*** Opening of Dataset excerpts ***

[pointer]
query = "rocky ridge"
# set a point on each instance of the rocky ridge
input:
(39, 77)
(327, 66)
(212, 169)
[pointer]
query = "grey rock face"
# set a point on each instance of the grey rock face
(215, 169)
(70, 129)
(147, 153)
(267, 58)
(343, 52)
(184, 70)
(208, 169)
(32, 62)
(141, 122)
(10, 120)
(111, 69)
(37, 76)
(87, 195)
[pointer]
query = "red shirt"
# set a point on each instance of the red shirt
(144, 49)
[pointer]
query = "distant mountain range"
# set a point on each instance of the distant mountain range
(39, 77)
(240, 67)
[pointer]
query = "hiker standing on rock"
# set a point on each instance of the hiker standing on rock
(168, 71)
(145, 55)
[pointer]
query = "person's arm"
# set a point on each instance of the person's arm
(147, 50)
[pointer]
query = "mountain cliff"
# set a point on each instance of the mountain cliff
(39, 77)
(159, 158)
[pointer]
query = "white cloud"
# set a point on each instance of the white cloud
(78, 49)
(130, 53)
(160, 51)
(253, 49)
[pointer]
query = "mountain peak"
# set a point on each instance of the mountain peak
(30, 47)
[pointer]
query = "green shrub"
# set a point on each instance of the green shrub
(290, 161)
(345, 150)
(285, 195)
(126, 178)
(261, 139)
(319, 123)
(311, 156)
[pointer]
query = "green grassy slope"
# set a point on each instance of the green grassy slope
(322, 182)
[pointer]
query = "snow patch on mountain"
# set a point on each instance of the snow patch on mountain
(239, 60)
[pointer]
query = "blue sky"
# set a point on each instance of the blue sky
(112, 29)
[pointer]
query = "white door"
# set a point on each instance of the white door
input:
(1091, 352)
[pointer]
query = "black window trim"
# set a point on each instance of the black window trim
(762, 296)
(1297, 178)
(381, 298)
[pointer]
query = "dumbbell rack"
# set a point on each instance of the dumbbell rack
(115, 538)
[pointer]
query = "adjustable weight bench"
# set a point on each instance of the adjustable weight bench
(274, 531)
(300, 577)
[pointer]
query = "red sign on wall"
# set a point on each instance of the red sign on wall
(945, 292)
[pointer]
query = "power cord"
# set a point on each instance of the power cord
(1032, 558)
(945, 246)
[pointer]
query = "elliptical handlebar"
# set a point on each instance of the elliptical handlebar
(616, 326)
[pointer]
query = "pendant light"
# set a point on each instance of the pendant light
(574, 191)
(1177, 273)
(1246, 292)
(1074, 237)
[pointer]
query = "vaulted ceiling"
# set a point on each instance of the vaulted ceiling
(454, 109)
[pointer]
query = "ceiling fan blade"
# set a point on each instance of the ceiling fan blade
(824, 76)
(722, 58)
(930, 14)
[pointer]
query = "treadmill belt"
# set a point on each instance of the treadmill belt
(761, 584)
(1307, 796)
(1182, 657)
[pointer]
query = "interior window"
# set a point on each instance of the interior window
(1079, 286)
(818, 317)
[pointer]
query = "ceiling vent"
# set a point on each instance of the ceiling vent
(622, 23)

*** Close of Dataset excerpts ***

[Try it]
Write the material above out once more, exactly as it stands.

[Answer to this problem]
[pointer]
query = "rocky ridge"
# set a point on each instance of the rocky ridge
input:
(39, 77)
(327, 66)
(212, 169)
[pointer]
query = "grey rock face"
# set a point on each instance of the grey rock face
(215, 169)
(70, 129)
(147, 153)
(267, 58)
(343, 52)
(184, 70)
(208, 169)
(32, 62)
(141, 122)
(10, 120)
(111, 69)
(37, 76)
(87, 195)
[pointer]
query = "red shirt"
# set a point on each instance of the red shirt
(144, 49)
[pointer]
query = "distant mountain range"
# set a point on each instance of the distant mountain range
(39, 77)
(240, 67)
[pointer]
query = "hiker standing on rock"
# set a point on each instance of the hiker standing on rock
(168, 71)
(145, 55)
[pointer]
query = "person's arm"
# set a point on each instance of the person's arm
(147, 50)
[pointer]
query = "mountain cliff"
# set a point on each instance of the mountain cliff
(39, 77)
(159, 158)
[pointer]
query = "white cloud"
# set a point on each instance of the white cloud
(78, 49)
(130, 53)
(160, 51)
(253, 49)
[pointer]
query = "mountain peak"
# set a point on each instance of the mountain peak
(30, 47)
[pointer]
query = "green shrub"
# set a point on each instance of the green shrub
(290, 161)
(345, 150)
(285, 195)
(126, 178)
(261, 139)
(319, 123)
(311, 156)
[pointer]
query = "green grassy slope"
# set a point on each instance of the green grassy slope
(322, 182)
[pointer]
query = "snow patch on mountain"
# set a point on each instance of the snow patch on mountain
(239, 60)
[pointer]
query = "blue sky"
# set a point on each instance of the blue sky
(112, 29)
[pointer]
query = "white door"
# set a point on each instance of the white door
input:
(1091, 352)
[pointer]
query = "black window trim"
# set a point on each instance of the black window trim
(762, 296)
(1297, 178)
(381, 298)
[pointer]
query = "dumbbell rack"
# set a point on each instance of the dumbbell rack
(115, 538)
[pointer]
query = "adjustable weight bench"
# set a point on each instance of the adjustable weight bench
(274, 531)
(300, 577)
[pointer]
query = "red sign on wall"
# set a point on each instance of the red sign on wall
(945, 292)
[pointer]
query = "power cord"
# set a point on each instance of the power cord
(1032, 558)
(945, 246)
[pointer]
query = "elliptical handlebar"
# set a point on each instance of the elliptical handlebar
(616, 326)
[pointer]
query = "pendant light"
# set a point on each instance of the pendant light
(574, 191)
(1177, 273)
(1246, 292)
(1074, 237)
[pointer]
query = "vaulted ceiling"
# set a point on each instance of the vaulted ceiling
(454, 109)
[pointer]
query = "ceiling fan blade"
# set a point on each instance of the ceiling fan blade
(824, 76)
(722, 58)
(930, 14)
[pointer]
query = "treadmill belt"
# set a point on each instance of the treadmill belt
(761, 584)
(1307, 796)
(1182, 657)
[pointer]
query = "interior window"
# set a point on each instance of the interior window
(1079, 286)
(818, 317)
[pointer]
query = "ceiling vent"
# set a point on each instance of the ceiling vent
(622, 23)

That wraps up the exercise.